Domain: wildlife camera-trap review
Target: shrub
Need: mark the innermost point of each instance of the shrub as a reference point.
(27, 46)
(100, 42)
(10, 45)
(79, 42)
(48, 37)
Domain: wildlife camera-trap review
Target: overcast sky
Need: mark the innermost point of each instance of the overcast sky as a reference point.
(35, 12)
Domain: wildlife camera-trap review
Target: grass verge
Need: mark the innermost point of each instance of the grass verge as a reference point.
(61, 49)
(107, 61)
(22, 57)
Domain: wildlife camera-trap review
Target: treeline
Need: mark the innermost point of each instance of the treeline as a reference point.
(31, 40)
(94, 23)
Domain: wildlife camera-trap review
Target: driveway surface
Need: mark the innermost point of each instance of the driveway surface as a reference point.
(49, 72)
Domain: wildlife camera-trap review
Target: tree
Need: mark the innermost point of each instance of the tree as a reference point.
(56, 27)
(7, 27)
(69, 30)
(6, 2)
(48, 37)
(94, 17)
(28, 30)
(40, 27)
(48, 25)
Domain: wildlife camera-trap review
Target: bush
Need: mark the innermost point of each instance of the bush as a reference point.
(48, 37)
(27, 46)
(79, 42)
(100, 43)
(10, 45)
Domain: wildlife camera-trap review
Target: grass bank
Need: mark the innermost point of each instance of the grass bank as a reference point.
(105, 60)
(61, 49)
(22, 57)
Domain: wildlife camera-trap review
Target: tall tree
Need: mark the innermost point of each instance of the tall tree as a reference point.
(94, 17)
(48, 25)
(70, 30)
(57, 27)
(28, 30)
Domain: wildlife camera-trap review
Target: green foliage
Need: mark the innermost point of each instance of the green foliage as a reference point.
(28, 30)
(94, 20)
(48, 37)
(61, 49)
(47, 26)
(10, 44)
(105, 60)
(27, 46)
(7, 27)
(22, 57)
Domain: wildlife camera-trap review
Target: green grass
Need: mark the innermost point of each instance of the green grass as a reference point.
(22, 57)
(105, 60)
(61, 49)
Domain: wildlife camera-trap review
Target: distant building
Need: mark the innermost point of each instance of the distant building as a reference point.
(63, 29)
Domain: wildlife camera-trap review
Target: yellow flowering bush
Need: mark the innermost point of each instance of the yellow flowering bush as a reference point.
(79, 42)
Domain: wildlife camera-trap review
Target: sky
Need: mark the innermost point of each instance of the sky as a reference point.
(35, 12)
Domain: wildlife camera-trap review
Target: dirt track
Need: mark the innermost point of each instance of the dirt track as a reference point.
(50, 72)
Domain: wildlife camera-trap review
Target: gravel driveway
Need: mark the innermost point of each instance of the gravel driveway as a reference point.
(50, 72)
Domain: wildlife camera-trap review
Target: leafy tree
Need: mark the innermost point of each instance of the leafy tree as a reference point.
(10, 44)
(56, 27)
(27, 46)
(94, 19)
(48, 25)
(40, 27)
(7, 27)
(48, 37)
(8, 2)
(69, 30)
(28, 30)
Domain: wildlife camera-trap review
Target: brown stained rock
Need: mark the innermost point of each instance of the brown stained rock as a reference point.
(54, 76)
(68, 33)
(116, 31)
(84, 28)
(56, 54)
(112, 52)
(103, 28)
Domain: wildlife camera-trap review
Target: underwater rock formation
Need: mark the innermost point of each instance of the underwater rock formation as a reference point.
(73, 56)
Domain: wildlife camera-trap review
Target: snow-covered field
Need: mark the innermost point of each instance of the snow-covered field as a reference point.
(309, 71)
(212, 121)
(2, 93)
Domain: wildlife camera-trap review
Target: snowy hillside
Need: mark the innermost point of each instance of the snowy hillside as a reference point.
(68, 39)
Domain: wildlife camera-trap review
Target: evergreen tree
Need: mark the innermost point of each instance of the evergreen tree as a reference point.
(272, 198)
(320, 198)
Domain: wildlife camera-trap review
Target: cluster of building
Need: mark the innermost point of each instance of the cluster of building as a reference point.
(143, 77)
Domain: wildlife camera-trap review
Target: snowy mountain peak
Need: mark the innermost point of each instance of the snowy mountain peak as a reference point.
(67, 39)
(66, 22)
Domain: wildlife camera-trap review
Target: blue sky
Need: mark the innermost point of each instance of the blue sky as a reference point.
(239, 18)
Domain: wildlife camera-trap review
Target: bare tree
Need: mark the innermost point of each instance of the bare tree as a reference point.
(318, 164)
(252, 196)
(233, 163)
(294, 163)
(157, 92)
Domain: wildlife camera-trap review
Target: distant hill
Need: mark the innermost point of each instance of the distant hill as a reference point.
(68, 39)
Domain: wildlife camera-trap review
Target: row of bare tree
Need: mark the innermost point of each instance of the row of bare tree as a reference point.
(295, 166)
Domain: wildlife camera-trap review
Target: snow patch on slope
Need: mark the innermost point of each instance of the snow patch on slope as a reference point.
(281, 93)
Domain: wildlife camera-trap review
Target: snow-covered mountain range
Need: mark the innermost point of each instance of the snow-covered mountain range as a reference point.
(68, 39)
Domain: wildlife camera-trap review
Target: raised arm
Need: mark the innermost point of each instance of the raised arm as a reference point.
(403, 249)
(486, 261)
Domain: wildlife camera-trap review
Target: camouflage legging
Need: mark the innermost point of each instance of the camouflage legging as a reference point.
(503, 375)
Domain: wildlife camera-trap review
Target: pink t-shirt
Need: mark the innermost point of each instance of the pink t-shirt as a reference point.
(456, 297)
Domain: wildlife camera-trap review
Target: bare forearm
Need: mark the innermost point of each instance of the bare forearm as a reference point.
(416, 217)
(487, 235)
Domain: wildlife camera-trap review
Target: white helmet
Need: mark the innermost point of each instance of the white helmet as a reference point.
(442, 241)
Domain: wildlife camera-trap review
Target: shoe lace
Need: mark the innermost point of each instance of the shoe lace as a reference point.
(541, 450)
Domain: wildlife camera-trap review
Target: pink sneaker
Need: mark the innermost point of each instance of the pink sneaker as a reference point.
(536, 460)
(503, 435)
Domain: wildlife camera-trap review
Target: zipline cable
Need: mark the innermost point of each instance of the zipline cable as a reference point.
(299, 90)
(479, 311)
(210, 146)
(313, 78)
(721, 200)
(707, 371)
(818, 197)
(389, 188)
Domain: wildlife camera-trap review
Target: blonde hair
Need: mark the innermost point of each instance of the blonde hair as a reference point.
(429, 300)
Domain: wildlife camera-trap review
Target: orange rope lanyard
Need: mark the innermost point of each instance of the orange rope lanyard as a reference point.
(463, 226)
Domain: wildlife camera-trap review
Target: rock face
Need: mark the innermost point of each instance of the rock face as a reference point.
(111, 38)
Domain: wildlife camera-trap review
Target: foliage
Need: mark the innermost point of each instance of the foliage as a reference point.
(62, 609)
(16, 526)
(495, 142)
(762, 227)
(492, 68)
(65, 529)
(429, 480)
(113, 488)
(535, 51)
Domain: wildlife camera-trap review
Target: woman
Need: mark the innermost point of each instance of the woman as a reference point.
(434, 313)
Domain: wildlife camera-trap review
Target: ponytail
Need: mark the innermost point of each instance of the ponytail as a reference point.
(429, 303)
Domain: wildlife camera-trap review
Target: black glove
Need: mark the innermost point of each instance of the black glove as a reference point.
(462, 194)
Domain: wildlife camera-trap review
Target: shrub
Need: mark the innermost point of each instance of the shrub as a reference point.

##############################

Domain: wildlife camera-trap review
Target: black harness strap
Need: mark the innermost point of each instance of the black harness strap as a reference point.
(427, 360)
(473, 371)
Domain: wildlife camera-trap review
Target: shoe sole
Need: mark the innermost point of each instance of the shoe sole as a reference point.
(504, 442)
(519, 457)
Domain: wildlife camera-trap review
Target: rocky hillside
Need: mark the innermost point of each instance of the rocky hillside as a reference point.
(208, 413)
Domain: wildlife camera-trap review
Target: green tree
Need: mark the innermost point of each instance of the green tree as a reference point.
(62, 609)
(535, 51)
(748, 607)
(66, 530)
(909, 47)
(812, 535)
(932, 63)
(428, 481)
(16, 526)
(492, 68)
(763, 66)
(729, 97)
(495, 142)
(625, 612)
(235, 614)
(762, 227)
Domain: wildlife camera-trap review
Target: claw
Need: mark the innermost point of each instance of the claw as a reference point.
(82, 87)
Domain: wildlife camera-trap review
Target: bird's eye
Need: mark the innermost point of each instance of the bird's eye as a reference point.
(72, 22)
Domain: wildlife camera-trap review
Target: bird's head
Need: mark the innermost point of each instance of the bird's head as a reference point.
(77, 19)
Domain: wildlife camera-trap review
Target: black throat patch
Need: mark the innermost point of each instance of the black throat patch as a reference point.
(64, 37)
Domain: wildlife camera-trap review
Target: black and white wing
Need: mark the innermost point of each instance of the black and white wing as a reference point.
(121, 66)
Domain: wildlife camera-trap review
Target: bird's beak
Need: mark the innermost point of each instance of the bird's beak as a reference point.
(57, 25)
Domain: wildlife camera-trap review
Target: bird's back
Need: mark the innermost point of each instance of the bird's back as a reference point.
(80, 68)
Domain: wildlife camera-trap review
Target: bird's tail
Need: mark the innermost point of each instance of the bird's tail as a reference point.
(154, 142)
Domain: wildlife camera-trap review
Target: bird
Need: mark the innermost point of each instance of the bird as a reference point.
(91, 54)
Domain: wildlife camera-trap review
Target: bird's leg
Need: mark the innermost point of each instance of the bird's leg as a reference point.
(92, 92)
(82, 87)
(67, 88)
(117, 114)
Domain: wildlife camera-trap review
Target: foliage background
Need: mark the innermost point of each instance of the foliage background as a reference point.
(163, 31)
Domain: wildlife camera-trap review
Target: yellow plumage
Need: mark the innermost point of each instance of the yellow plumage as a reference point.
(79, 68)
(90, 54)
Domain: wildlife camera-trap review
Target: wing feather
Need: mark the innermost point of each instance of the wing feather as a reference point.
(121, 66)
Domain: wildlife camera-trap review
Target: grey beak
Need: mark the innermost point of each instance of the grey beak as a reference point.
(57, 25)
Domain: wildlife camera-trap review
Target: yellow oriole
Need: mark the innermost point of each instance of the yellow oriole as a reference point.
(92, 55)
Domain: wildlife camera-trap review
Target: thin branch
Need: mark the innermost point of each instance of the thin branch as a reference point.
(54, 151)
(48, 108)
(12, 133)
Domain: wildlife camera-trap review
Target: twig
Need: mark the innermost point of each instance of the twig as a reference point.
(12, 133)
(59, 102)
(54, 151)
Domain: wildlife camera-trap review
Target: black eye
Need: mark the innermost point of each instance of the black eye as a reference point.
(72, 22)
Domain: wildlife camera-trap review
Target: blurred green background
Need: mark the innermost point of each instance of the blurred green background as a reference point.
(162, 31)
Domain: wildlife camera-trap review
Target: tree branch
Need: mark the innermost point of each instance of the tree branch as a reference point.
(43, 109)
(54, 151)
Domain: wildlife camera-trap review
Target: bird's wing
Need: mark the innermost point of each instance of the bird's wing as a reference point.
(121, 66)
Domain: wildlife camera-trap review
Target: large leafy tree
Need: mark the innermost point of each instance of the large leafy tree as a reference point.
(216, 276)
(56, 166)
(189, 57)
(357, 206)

##############################

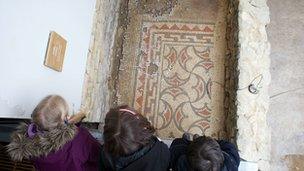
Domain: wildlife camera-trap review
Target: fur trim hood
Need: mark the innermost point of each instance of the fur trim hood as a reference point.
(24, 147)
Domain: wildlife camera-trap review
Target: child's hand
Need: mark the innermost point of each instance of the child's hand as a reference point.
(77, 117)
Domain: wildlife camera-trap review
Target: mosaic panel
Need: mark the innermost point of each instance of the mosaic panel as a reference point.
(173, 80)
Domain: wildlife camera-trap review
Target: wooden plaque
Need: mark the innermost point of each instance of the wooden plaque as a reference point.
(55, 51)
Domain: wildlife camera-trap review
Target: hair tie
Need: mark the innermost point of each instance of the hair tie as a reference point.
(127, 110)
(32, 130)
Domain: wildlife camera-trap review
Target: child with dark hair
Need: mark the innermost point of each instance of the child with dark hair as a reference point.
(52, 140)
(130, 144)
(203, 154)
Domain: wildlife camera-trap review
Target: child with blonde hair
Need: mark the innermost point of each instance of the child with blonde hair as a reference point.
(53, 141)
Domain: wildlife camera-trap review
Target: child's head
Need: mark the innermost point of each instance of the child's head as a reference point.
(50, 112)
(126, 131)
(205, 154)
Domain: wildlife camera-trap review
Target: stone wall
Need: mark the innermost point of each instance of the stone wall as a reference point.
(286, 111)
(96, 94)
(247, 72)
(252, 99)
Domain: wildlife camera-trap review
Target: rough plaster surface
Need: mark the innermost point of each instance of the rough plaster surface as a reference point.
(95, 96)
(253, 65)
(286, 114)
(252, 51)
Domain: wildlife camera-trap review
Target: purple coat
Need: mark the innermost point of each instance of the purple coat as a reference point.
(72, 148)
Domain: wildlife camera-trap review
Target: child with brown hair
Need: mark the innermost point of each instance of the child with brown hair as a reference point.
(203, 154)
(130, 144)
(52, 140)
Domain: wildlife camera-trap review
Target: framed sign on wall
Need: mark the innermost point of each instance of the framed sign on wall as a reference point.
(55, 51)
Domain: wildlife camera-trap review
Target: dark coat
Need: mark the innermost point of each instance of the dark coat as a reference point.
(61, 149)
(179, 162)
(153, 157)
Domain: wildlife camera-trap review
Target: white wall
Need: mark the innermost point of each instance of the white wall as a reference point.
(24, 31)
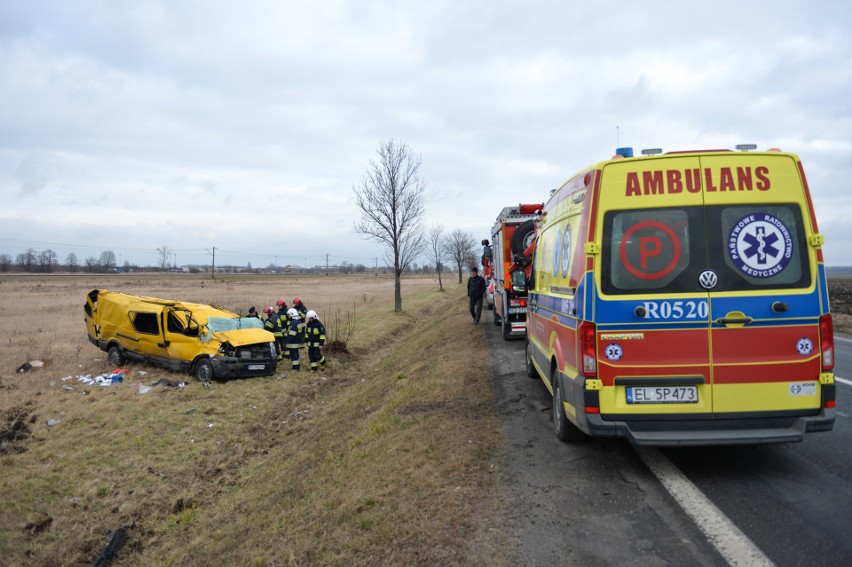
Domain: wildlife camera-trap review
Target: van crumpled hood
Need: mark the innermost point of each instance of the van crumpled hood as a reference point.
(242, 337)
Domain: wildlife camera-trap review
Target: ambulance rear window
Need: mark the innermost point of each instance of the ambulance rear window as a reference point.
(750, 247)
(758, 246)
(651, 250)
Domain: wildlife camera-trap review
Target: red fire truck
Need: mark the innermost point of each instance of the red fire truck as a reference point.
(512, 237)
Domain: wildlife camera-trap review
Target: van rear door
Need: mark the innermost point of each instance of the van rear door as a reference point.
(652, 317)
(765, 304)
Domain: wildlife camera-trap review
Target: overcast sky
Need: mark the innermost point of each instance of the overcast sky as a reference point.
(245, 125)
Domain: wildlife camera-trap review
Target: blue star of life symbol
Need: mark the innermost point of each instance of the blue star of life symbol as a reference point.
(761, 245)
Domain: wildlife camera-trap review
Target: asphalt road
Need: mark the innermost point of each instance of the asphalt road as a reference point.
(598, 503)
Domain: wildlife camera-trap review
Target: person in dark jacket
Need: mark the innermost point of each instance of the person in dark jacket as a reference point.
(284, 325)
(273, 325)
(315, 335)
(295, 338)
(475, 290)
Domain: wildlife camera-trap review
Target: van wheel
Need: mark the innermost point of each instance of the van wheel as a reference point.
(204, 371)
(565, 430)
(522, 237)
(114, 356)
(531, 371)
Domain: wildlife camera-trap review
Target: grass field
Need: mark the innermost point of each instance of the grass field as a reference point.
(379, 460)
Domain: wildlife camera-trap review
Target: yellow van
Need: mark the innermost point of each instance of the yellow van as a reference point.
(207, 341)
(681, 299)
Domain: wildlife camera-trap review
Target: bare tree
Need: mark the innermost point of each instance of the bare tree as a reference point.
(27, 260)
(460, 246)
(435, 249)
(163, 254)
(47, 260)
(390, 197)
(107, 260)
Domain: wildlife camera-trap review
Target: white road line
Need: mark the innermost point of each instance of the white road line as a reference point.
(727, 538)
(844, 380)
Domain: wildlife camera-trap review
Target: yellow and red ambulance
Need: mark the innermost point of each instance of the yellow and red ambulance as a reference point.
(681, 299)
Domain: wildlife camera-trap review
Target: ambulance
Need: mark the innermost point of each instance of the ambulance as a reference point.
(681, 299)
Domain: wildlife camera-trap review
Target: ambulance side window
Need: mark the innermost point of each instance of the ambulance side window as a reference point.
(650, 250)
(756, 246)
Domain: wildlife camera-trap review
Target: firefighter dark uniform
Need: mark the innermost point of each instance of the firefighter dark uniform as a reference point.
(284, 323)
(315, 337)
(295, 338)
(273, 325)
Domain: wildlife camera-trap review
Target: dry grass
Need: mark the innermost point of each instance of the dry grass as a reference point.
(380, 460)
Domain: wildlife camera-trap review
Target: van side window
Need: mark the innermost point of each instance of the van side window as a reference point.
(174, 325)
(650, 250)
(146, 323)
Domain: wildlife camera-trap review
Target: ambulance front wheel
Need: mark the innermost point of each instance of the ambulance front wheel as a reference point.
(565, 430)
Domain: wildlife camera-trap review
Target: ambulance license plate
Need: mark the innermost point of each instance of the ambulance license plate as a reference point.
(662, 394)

##############################

**What to do**
Could you transcribe the entries above word for word, from the line with "Target: child with blonde hair" down to the line with "Target: child with brown hair", keeping both?

**Response**
Target: child with blonde hair
Need: mark the innermost point of each instance of the child with blonde hair as a reference point.
(53, 141)
Domain: wildlife camera-trap review
Target: child's head
Need: mark the innermost point of each instance of the child's head as a reference point.
(50, 112)
(126, 131)
(205, 154)
Domain: wildlife camera-trap review
Target: stone wall
Need: mark the innermost point of each instance of the stone wall as a reference point.
(286, 111)
(96, 94)
(247, 72)
(252, 99)
Domain: wildlife camera-trap review
Target: rough plaster surface
Need: mark the innermost point of each instance of the rough plaster surface as a reference point.
(95, 96)
(253, 65)
(286, 114)
(252, 51)
Domain: wildlife camera-trap review
Target: purple coat
Need: mark the innermost point of each instance of the purple coat as a reference point.
(72, 148)
Domain: wildlife camera-trap review
Target: child with brown hair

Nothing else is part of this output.